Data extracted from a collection
----------------------------------------

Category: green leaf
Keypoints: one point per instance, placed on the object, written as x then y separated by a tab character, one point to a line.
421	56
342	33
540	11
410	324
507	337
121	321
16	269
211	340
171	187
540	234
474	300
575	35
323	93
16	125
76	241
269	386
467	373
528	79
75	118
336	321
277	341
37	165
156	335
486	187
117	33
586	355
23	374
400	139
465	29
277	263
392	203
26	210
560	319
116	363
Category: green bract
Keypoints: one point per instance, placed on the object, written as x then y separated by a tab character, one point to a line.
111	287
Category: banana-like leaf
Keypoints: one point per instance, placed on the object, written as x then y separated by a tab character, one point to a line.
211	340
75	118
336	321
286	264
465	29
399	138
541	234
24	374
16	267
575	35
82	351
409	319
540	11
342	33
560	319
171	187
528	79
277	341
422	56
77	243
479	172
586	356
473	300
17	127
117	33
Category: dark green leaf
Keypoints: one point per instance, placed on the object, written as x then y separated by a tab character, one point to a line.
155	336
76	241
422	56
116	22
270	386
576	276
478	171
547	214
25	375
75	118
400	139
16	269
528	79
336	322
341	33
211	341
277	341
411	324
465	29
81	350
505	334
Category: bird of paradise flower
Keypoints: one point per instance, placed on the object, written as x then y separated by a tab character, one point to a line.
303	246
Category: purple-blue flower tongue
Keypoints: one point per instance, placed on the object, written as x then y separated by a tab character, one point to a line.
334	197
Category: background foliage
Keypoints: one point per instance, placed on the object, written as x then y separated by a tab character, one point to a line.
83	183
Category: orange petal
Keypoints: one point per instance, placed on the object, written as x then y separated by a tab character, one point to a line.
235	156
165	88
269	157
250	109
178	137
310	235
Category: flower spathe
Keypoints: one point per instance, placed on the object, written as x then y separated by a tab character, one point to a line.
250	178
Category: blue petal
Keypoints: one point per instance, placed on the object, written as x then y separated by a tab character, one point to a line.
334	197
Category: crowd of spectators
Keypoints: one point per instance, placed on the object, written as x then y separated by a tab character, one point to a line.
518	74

----------------------------------------

Aim of the exercise
All of the entries above are to be written out again exactly.

Answer section
Category: green leaf
Keypoints: one point per instance, placed on the object, written as x then y separated by a tab character, one point to a line.
421	56
342	33
540	11
410	324
507	337
121	321
16	269
211	340
171	187
540	234
474	300
575	35
323	93
16	125
76	241
269	386
467	373
528	79
75	118
336	321
277	341
37	165
156	335
486	187
117	33
586	355
23	374
400	139
465	29
277	263
392	203
26	210
560	319
116	363
Category: green bract
Keypoints: one point per instance, placed on the object, written as x then y separated by a tab character, one point to a line.
111	287
Category: banana-like leaf
Keypoints: one point per instance, placed on the object, written as x then y separated by a tab character, one point to a line.
211	340
75	118
336	321
286	264
465	29
399	138
541	234
24	374
16	267
575	35
82	351
409	319
540	11
342	33
560	319
171	187
528	79
277	341
422	56
77	243
479	172
586	356
473	300
17	127
117	33
Category: dark green leaf
Keypoints: one point per instance, placed on the object, written as x then y separated by a tab character, one point to a line.
155	336
76	241
422	56
116	22
270	386
576	276
478	171
547	214
25	375
75	118
400	139
16	269
528	79
336	322
341	33
211	341
277	341
411	324
465	29
81	350
505	334
Category: bird of paradise flower
Keypoints: one point per instance, placed on the object, written as x then y separated by a tab character, one point to a line.
303	246
Category: purple-blue flower tongue
Keypoints: one point per instance, placed on the object, written as x then y separated by a tab character, one point to a line.
334	197
Category: background foliage
Keypoints: one point per instance, placed on the object, written as x then y separated by a tab character, one point to a line.
83	183
Category: orange petal
Keypoints: one point per instance, placed on the object, written as x then y separated by a tab character, one point to a line.
235	156
165	88
269	157
250	109
178	137
310	235
Category: flower spathe
Keypoints: one point per instance, placed on the object, written as x then y separated by a tab character, one point to a line.
250	178
Category: blue petal
Keypoints: one point per instance, placed on the object, written as x then y separated by a tab character, one point to a line.
334	197
Category: crowd of spectators
Keypoints: one point per instance, placed on the object, written as x then y separated by a tab character, one point to a line.
518	74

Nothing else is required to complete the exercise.